> Selected passage:
|---|
Jacquie Fenske (born 1955 or 1956) is a Canadian politician, who served as interim leader of the Alberta Party from 2020 to 2021. She served on Strathcona County Council from 1995 to 1998, and again from 2004 to 2012. Fenske then went into provincial politics as a Progressive Conservative, representing the riding of Fort Saskatchewan-Vegreville from 2012 to 2015. In the 2015 provincial election, the seat was won by NDP candidate, Jessica Littlewood.

Political career
Jacquie Fenske successfully ran for county councillor, in the new Ward 5, in 1995. After a six-year hiatus she became councillor again for the ward in 2004. Fenske was acclaimed in 2007, and 2010. She unsuccessfully ran for the Conservative Party of Canada nomination for Edmonton—Sherwood Park, prior to the 2008 federal election; Tim Uppal was nominated and won.
|---|
> Supplied data:
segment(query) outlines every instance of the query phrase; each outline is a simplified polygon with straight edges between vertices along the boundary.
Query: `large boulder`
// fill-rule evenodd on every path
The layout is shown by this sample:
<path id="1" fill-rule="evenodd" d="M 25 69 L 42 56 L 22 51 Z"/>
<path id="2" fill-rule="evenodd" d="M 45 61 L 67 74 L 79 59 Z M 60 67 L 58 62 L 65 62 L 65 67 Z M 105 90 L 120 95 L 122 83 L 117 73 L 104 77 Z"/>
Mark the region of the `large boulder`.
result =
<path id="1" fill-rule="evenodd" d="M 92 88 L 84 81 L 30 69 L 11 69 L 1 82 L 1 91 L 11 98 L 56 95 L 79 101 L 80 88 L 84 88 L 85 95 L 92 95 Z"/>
|---|
> Jobs:
- A) Answer these questions about the biography of Jacquie Fenske, one answer a line, marked the same way:
(i) Which riding did Fenske represent as a Progressive Conservative?
(ii) In which ward did she first run for county councillor in 1995?
(iii) In which two years was she acclaimed?
- B) Using the biography of Jacquie Fenske, explain in one to three sentences why Fenske was not the Conservative candidate for Edmonton—Sherwood Park in the 2008 federal election.
- C) Extend the biography of Jacquie Fenske, picking up after its final sentence.

> Answers below:
- A)
(i) Fort Saskatchewan-Vegreville
(ii) Ward 5
(iii) 2007 and 2010

- B) Fenske ran for the Conservative Party of Canada nomination in Edmonton—Sherwood Park before the 2008 federal election, but her bid was unsuccessful. Tim Uppal was nominated instead, and he went on to win the seat.

- C)
On April 23, 2012, with Fort Saskatchewan-Vegreville MLA and former Premier Ed Stelmach retiring, Fenske won the Fort Saskatchewan-Vegreville riding for the Progressive Conservative (PC) Party.

In the 2017 municipal elections, Fenske ran in the Mayoral race for Strathcona County.  She lost, coming in third with 15.4% of the vote.

Fenske later joined the Alberta Party, and on February 10, 2020 she became the Interim leader of the Alberta Party.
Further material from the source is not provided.